• **Zu lesender Auszug**

..............................

Das Bild der Welt, wie es in diesem Papier gezeichnet wird, ist düster. Auch wenn das für solche Arten von Dokumenten typisch und angesichts des Krieges in der Ukraine erwartbar sein mag, ist es in seiner französischen Variante besonders augenfällig. So wird einerseits in einer ökonomistischen Sprache ganz generell von einem strategischen Wettbewerb zwischen Blöcken und Staaten ausgegangen, der aber – so wird an verschiedenen Stellen formuliert – in eine offene Konfrontation übergegangen sei. Damit ist auf der einen Seite natürlich im herkömmlichen militärischen Sinne der Krieg in der Ukraine gemeint. Zugleich findet sich die Formulierung des Übergangs in eine Konfrontation jedoch auch im expliziten Hinblick auf die Sahel-Region und den Pazifik und mit Bezug auf China – wo ja bislang noch keine offenen militärischen Konfrontationen bestehen.

Vermittelt wird dieser latente Kriegszustand über die vermeintliche hybride Kriegführung, die von China und Russland ausgehe und Frankreich, NATO und EU zu entsprechenden Gegenmaßnahmen zwinge. Zugleich wird in dem Dokument jedoch deutlich, dass diese Hybridität längst, aber nicht explizit, auch die französische Außenpolitik prägt. So wird bereits in Absatz elf ganz allgemein „Einfluss“ als „strategische Schlüsselfunktion“ definiert, die es ermöglichen soll „französische Interessen durchzusetzen und den Handlungen unserer Wettbewerber (compétiteurs) im gesamten Spektrum der Hybridität entgegenzuwirken“. Wohlgemerkt beziehen sich diese Äußerungen nicht auf die Landes- und Bündnisverteidigung, sondern auf (Groß-)Regionen wie Afrika, den Pazifik und explizit auch die Ukraine. Eine zentrale Rolle spielen für diesen globalen Machtanspruch, der in Verbindung mit dem proklamierten Übergang in eine offene Konfrontation eigentlich eine globale Kriegserklärung ist, außerdem die französischen Überseegebiete, die vielfach erwähnt werden. In Absatz 67 wird daraus nicht nur eine „Pflicht“ abgeleitet, in verschiedenen Weltregionen zu „Sicherheit und Stabilität“ beizutragen, sondern aus der „geografischen Lage einiger unserer Territorien in diesen Regionen“ eine Notwendigkeit und „besondere Legitimität“ begründet, „dort präsent und in allen Domänen aktiv zu sein“. Zugleich wird wie gesagt Russland vorgeworfen, einen „globalisierten hybriden Krieg“ ausgerufen zu haben, in dem es „externe Gebiete als Hebel“ nutze, um die eigenen Handlungsspielräume einzuschränken.

..............................

• **Aufgabe 1**
Überführe den Teil der Liste, der mit der Zeile mit „Outline every black wire on floor.“ beginnt und mit der Zeile mit „0,290,562,480“ endet, in eine Markdown-Tabelle mit den Spalten „Nr“ und „Zeile“. Beide Grenzzeilen gehören dazu, Leerzeilen fallen weg.

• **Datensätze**
..............................

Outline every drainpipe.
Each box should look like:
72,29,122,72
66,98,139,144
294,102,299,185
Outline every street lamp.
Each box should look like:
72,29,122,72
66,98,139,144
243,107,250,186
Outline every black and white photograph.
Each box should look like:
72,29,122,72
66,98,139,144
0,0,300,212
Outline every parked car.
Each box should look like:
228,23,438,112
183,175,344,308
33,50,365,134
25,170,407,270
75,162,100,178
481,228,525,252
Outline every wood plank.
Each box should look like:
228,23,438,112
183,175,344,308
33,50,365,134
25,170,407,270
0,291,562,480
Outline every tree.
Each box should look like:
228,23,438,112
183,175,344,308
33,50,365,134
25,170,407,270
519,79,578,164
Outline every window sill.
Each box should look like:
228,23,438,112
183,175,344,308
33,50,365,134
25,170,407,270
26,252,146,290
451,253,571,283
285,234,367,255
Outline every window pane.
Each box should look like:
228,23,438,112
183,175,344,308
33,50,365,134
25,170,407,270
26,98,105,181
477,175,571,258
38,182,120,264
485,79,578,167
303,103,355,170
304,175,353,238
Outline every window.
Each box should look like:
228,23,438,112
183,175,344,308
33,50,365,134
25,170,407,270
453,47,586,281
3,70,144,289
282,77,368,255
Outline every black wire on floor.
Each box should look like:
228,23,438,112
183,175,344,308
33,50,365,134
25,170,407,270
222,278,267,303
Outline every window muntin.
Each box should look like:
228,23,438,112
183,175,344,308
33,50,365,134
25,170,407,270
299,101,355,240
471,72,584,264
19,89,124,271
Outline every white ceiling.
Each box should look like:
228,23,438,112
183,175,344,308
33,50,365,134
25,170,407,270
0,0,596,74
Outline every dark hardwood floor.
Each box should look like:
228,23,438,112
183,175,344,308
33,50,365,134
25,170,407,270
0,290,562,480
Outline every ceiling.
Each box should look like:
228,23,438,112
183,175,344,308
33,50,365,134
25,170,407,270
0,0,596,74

..............................

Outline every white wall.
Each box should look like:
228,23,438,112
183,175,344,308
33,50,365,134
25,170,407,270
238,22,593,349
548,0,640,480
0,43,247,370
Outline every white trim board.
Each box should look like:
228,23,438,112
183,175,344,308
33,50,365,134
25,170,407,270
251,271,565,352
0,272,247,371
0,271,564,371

..............................

• **Aufgabe 2**
Als was wird „Einfluss“ laut dem Auszug in Absatz elf definiert?

• **Vollständige Antwort 1**
| Nr | Zeile |
|---|---|
| 1 | Outline every black wire on floor. |
| 2 | Each box should look like: |
| 3 | 228,23,438,112 |
| 4 | 183,175,344,308 |
| 5 | 33,50,365,134 |
| 6 | 25,170,407,270 |
| 7 | 222,278,267,303 |
| 8 | Outline every window muntin. |
| 9 | Each box should look like: |
| 10 | 228,23,438,112 |
| 11 | 183,175,344,308 |
| 12 | 33,50,365,134 |
| 13 | 25,170,407,270 |
| 14 | 299,101,355,240 |
| 15 | 471,72,584,264 |
| 16 | 19,89,124,271 |
| 17 | Outline every white ceiling. |
| 18 | Each box should look like: |
| 19 | 228,23,438,112 |
| 20 | 183,175,344,308 |
| 21 | 33,50,365,134 |
| 22 | 25,170,407,270 |
| 23 | 0,0,596,74 |
| 24 | Outline every dark hardwood floor. |
| 25 | Each box should look like: |
| 26 | 228,23,438,112 |
| 27 | 183,175,344,308 |
| 28 | 33,50,365,134 |
| 29 | 25,170,407,270 |
| 30 | 0,290,562,480 |

• **Vollständige Antwort 2**
Als „strategische Schlüsselfunktion“.